### GIVEN EXERCISE:
Each line should be copied exactly.

*** STORED RECORDS

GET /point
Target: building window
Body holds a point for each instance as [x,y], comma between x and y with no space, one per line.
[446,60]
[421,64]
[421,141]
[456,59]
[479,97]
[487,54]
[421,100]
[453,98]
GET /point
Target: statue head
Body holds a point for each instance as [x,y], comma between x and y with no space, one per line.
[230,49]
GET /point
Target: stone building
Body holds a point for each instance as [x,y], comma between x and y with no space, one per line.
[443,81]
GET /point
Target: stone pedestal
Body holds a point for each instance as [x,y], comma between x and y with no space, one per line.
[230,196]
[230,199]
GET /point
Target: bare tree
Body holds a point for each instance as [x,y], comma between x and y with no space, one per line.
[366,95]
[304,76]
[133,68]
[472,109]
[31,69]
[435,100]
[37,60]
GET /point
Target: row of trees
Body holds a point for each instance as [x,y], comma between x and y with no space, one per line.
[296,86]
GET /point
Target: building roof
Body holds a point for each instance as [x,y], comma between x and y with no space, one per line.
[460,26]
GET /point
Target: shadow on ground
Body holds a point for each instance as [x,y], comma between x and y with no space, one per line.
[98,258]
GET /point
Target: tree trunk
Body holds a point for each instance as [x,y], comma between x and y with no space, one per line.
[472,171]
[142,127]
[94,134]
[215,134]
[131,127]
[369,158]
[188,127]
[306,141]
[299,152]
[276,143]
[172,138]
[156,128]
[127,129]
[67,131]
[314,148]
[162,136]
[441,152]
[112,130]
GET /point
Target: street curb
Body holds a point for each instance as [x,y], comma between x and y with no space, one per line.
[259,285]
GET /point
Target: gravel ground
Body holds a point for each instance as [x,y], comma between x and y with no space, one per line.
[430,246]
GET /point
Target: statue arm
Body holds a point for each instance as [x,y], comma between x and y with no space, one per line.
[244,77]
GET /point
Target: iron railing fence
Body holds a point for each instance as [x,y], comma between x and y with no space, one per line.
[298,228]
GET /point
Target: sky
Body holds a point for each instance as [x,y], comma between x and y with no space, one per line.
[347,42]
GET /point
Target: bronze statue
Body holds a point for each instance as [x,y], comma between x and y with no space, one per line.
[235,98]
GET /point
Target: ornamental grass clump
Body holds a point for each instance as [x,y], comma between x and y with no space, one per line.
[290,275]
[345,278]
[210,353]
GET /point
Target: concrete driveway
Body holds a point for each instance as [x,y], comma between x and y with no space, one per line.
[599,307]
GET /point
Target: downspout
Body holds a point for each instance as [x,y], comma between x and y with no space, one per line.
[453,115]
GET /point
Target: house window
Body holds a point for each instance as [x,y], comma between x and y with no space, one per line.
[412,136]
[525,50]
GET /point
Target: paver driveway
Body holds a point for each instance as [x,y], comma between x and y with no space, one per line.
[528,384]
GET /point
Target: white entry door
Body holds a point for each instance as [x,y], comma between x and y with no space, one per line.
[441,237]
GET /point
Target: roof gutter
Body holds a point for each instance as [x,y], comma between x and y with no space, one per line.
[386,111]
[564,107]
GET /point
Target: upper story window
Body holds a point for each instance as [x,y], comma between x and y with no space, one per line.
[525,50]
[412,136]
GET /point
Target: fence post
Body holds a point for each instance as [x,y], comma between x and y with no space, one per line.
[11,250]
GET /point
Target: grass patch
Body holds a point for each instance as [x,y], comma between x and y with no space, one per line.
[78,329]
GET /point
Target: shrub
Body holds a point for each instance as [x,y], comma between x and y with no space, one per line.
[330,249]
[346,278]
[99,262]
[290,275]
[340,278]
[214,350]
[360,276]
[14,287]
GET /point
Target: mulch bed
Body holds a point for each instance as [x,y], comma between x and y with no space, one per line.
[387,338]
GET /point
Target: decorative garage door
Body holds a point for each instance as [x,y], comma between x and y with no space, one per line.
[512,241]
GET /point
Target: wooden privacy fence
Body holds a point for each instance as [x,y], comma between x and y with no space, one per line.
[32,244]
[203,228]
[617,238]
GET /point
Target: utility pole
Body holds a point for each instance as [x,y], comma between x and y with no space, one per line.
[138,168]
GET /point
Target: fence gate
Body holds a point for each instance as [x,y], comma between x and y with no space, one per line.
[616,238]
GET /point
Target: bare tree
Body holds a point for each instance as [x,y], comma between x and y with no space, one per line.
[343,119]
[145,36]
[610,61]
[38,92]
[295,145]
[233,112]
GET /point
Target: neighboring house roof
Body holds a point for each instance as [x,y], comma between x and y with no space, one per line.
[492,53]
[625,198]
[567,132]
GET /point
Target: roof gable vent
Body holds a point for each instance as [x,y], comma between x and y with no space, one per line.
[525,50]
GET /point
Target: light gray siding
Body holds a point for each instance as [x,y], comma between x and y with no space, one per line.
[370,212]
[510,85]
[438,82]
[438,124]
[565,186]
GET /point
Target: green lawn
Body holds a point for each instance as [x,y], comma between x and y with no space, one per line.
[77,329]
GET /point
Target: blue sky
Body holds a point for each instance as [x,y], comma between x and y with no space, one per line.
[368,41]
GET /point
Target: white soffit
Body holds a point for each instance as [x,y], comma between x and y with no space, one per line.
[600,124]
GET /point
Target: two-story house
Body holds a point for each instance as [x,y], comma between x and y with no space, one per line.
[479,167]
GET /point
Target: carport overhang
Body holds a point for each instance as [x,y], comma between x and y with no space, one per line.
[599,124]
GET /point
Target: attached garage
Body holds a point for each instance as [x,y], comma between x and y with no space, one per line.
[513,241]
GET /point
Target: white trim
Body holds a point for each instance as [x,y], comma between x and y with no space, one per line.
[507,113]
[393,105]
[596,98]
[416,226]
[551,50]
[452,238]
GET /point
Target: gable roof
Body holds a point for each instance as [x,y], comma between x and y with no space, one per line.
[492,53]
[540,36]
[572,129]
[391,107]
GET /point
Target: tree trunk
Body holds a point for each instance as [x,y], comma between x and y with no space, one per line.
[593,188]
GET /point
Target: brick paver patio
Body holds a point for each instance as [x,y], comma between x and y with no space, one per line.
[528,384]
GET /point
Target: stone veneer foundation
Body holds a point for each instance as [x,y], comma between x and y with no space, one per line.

******

### WORKED ANSWER:
GET /point
Target: building window
Body holds a point for each instance as [x,y], comma between x and y with no space, one per line.
[446,60]
[421,64]
[421,141]
[456,59]
[479,97]
[487,54]
[421,100]
[453,98]
GET /point
Target: statue head
Body holds a point for each instance as [x,y], comma between x and y with no space, one per line.
[230,49]
GET /point
Target: stone building
Body holds a point for each instance as [x,y], comma between x and y with no space, one per line.
[443,81]
GET /point
Target: stone pedestal
Body holds a point for each instance as [x,y], comma between x and y with no space, one per line.
[230,196]
[230,199]
GET /point
Target: bare tree
Body holds a point for each instance as [x,y], comma between x and y with no space, one per line.
[366,95]
[304,76]
[133,68]
[472,109]
[31,69]
[435,100]
[37,60]
GET /point
Target: row of trees
Body holds a point for each instance as [x,y], comma between x and y with no space, one per line.
[296,86]
GET /point
Target: building roof
Body holds a point for each instance as [x,y], comma between x and y with no space, one per line.
[460,26]
GET /point
Target: shadow on ground
Body holds a point for each instance as [x,y], comma between x and y with no space, one per line.
[98,258]
GET /point
Target: tree trunk
Body holds a point for each instance as [x,y], comma between x and y with no space, one per line.
[472,171]
[142,127]
[94,134]
[215,134]
[131,127]
[369,158]
[188,127]
[306,141]
[299,152]
[276,143]
[172,138]
[156,128]
[127,129]
[67,131]
[314,148]
[162,136]
[441,152]
[112,130]
GET /point
Target: street curb
Body holds a point for each instance as [x,y], comma between x and y with no space, one per line.
[259,285]
GET /point
Target: gravel ground
Body holds a point for each instance as [x,y], comma between x and y with no space, one per line.
[430,246]
GET /point
Target: statue arm
Body holds a point for each instance as [x,y], comma between x and y with no space, one per line.
[244,77]
GET /point
Target: iron railing fence
Body holds a point for each instance as [x,y], comma between x and y with no space, one per line.
[298,228]
GET /point
Target: sky
Body holds a point for each instance as [x,y], comma between x and y with no space, one per line.
[347,42]
GET /point
Target: bronze statue
Body holds a point for each instance as [x,y], comma between x and y with no space, one per line.
[235,98]
GET /point
Target: ornamental grass clump
Body holds a point for each instance as [x,y], comma between x and y with no space, one per line.
[290,275]
[345,278]
[210,353]
GET /point
Target: concrete driveway
Body holds a point for each instance as [x,y], comma between x and y with no space, one per line.
[599,307]
GET /point
Target: downspout
Body holds a point for each instance as [x,y], comma between x and y with no space, one per line.
[453,115]
GET /point
Target: house window
Body holds a point for each instance as [x,y], comma between x and y with no space, one per line.
[412,136]
[525,50]
GET /point
Target: paver driveway
Body holds a point for each instance as [x,y], comma between x and y with no space, one per line.
[528,384]
GET /point
Target: white entry door
Body holds a point for each instance as [x,y], comma between x and y with no space, one per line.
[441,237]
GET /point
Target: roof gutter
Body holds a point for each instance as [x,y], comma between x and y with no space, one per line.
[386,111]
[564,107]
GET /point
Target: upper story window
Body holds a point for each instance as [x,y], comma between x and y with no space, one per line.
[525,50]
[412,136]
GET /point
Target: fence post
Body holds a point for each instance as [x,y], comma between x and y with no space, one per line.
[11,250]
GET /point
Target: grass patch
Body holds a point for each instance as [x,y], comma between x and y with no space, one per line.
[78,329]
GET /point
Target: shrub
Body holds a point for each instance as [x,y], comma between x and y with no space, one per line.
[330,249]
[346,278]
[99,262]
[290,275]
[340,278]
[214,350]
[360,276]
[14,287]
GET /point
Target: mulch bed
Body holds a point for each instance as [x,y], comma between x and y with no space, one per line.
[387,338]
GET /point
Target: decorative garage door
Body holds a point for each instance as [x,y], comma between x and y with no space, one per line.
[512,241]
GET /point
Target: wooden privacy fence
Body holds a point for each instance as [x,y], comma between x and y with no space, one per line.
[32,244]
[203,228]
[617,238]
GET /point
Target: utility pole
Body holds a point for each instance as [x,y], comma between x and y with no space, one per line.
[138,168]
GET /point
Target: fence gate
Body holds a point for each instance as [x,y], comma between x and y with no space, one per line.
[616,238]
GET /point
Target: bare tree
Body holds a point for each instance as [x,y], comma between x and y with no space, one per line.
[343,119]
[145,36]
[610,61]
[38,92]
[295,145]
[233,112]
GET /point
Target: neighboring house roof
Body holds a point for each instance as [x,y], comma between x and y with no space, one per line.
[492,53]
[625,198]
[567,132]
GET /point
Target: roof gable vent
Body holds a point for each instance as [x,y], comma between x and y with no space, one per line.
[525,50]
GET /point
Target: light gray siding
Body holds a point for each instance as [x,y], comma between x and y with no space, one per line.
[370,212]
[510,85]
[438,82]
[438,124]
[565,186]
GET /point
Target: green lawn
Body holds a point for each instance as [x,y], comma between x and y with no space, one per line.
[77,329]
GET /point
Target: blue sky
Body holds a point for each instance as [x,y], comma between x and y with no space, one per line.
[368,41]
GET /point
Target: white soffit
Body holds a point for each instance as [x,y], comma between x and y with no space, one per line.
[600,124]
GET /point
Target: two-story house
Body holds a point for each instance as [x,y], comma between x and y with no space, one per line.
[479,167]
GET /point
Target: carport overhang
Body holds a point for each instance as [x,y], comma between x and y with no space, one per line.
[599,124]
GET /point
Target: attached garage
Body holds a point for each instance as [x,y], comma between x and y with no space, one per line.
[513,241]
GET /point
Target: white trim
Body holds a point for each instance as [x,y], comma between x and y with no space, one per line.
[507,113]
[393,105]
[596,98]
[416,226]
[551,50]
[452,238]
GET /point
Target: gable roof
Body holds a point for each instance as [x,y], comma between x and y with no space, one per line.
[492,53]
[540,36]
[572,129]
[391,107]
GET /point
Target: tree trunk
Body holds a point for each instance as [x,y], comma between x and y with no space, one per line.
[593,188]
GET /point
Target: brick paver patio
Body holds a point for each instance as [x,y], comma between x and y with no space, one per line.
[528,384]
GET /point
Target: stone veneer foundation
Body holds a point for each instance as [x,y], comma between x and y with no space, one per line.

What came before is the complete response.